╭─ SUPPLIED MATERIAL

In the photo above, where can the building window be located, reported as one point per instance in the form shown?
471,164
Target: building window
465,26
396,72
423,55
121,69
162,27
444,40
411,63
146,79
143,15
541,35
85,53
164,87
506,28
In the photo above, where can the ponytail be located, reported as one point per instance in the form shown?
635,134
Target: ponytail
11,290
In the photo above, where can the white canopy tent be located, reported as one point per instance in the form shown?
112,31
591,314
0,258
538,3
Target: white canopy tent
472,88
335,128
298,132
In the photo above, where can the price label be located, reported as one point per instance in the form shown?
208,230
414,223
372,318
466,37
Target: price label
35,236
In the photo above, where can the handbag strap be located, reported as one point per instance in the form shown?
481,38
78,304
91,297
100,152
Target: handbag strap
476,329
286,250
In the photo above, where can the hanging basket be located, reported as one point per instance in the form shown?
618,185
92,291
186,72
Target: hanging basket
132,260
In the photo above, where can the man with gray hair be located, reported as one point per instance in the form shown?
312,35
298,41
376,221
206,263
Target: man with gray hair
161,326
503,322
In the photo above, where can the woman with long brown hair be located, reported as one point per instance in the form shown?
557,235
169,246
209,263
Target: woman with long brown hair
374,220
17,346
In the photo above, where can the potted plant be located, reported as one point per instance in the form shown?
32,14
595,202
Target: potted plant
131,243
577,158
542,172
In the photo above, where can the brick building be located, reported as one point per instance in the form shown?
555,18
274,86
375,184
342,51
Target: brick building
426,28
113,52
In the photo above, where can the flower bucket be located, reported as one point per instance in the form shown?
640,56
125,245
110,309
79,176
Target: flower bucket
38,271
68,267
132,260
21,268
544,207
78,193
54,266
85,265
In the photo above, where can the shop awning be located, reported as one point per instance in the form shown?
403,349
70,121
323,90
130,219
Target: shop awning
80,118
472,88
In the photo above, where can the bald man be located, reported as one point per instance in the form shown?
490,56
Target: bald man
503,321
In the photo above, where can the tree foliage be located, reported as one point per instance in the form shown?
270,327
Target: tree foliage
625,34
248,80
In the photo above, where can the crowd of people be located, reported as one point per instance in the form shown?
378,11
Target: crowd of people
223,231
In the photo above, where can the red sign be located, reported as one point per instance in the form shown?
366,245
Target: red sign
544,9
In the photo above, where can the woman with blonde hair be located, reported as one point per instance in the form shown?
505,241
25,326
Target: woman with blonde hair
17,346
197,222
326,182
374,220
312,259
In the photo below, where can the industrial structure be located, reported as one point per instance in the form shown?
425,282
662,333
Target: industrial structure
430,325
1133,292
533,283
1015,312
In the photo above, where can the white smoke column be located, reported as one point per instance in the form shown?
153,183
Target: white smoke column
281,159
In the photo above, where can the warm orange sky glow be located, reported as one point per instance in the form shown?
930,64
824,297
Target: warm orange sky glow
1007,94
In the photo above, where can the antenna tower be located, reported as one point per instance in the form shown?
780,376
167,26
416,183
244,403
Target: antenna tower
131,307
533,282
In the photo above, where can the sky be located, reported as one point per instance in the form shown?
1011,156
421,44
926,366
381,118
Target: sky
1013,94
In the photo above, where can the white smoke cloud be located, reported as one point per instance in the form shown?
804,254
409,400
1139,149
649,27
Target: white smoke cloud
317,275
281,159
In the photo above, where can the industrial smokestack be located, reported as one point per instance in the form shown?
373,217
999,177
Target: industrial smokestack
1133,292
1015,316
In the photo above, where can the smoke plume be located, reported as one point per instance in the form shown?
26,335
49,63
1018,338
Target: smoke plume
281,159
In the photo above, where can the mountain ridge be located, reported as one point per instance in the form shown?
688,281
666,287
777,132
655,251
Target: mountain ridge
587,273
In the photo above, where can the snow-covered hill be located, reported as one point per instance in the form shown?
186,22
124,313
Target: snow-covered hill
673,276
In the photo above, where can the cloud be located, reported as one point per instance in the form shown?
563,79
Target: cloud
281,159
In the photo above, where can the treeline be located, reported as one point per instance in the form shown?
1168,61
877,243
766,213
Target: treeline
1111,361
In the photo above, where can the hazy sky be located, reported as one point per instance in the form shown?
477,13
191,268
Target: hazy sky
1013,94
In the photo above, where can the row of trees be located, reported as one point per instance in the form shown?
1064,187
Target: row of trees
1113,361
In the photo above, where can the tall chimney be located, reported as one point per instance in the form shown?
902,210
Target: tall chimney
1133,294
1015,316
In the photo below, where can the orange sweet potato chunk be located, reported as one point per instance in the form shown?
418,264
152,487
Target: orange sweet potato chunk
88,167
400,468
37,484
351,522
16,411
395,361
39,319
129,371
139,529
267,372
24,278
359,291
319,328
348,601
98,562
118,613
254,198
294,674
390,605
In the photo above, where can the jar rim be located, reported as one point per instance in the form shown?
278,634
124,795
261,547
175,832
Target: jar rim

╰─

▶ _WHAT IS NEEDED_: Among the entries, find each line that includes the string "below" and copy it.

▶ _RESULT OF THE EXERCISE_:
In the photo below, where can the industrial structure be located, reported as one point per instance in the form shown?
In the photo below, where can the orange sweet potato chunk be located, reported as one point per instance in the form shown?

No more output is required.